■ **Schriftliche Aufgaben**:
**A.** Beantworte zum Textabschnitt über die Verfilmungen von „Ich bin Legende“ jede Frage kurz:
(i) Welcher Schauspieler spielte in der Verfilmung aus den siebziger Jahren?
(ii) Auf welchem Film basiert die Verfilmung mit Will Smith?
(iii) Aus welchem Grund hat Gary A. Smith „Der Omega Mann“ laut seiner Einleitung einbezogen?
**B.** Führe den Textabschnitt über die Verfilmungen von „Ich bin Legende“ im selben Stil ab seinem letzten Satz weiter.

■ **Textabschnitt**:
Wie schon erwähnt möchte Gary A. Smith mit den siebziger Jahren einen Schwerpunkt setzen, aber die Filme nicht isoliert betrachten. Ein typisches Beispiel ist die Verfilmung von Richard Mathesons Roman „Ich bin Legende“ in den fünfziger Jahren mit Vincent Price, in den siebziger Jahren mit Charlton Heston und schließlich im 21. Jahrhundert mit Will Smith. In der Originalfassung sowie der ersten Verfilmung werden Vampire, entstanden durch die künstlich erzeugte Seuche, expliziert erwähnt. Im ausführlich besprochenen „Der Omega Mann“ wird dagegen darauf hingewiesen, dass die Verseuchten eher wie untote Grufties wirken als klassische Vampire. Die Verfilmung mit Will Smith basiert wiederum auf „Der Omega Mann“, so dass keine Rückentwicklung zu den von Richard Matheson entwickelten Vampiren stattfindet. Daher wirkt dieses Kapitel wie ein Fisch aus dem Wasser gezogen. Gary A. Smith zeigt in seiner kurzen Einleitung auf, dass er „Der Omega Mann“ auch eher aus Vollständigkeitsgründen einbezogen hat.

■ **Datenzeilen**:
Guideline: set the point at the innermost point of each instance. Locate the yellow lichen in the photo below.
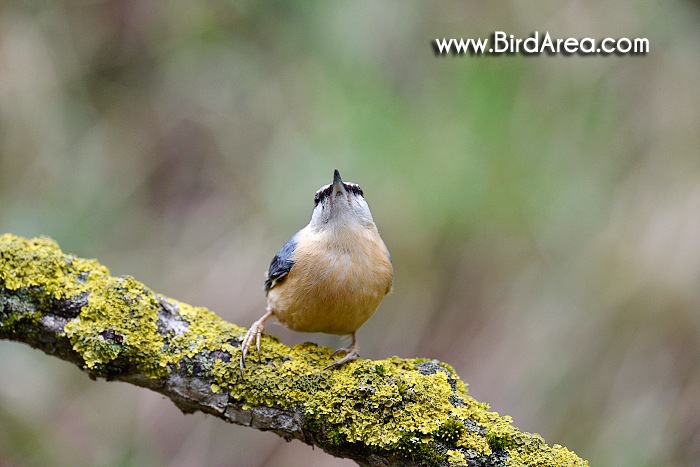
(385, 404)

■ **Ergebnisse je Aufgabe**:
**A.**
(i) Charlton Heston
(ii) „Der Omega Mann“
(iii) Eher aus Vollständigkeitsgründen

**B.**
Bei anderen Filmemachern wie Jean Rollin muss der Autor zu dessen Wurzeln in den späten sechziger Jahren zurückgehen, um die aus seiner Sicht ermüdenden roten Fäden im erotisch improvisierten Gesamtwerk des Franzosen herauszuarbeiten. Folgerichtig werden alle später entstandenen Low Budget Produktionen ein wenig zu verächtlich in einem Satz zusammengefasst.  

Zu den besten Arbeiten gehören die beiden Abschnitte über Elisabeth Bathory und Carmilla Karnstein.  Es wird die Verbindung zwischen den Filmen und den literarischen Vorlagen für eine derartige Arbeit zufriedenstellend ausführlich vorgestellt. Wer wirklich bis in die kleinsten Details inklusiv einer hervorragenden Interpretation in das Thema einsteigen möchte, kann zumindest den ersten Teil des Artikels in der letzten publizierten Ausgabe des Magazins „Video Watchdog“ (183) nachlesen. Es geht Gary A. Smith aber darum, die richtige Balance zwischen Informationen und Inhaltsangaben zu finden. Ausgehend von den bekannten Hammer Produktionen erweitert Gary A. Smith das Spektrum der vorzustellenden Streifen konsequent, aber an keiner Stelle hinderlich.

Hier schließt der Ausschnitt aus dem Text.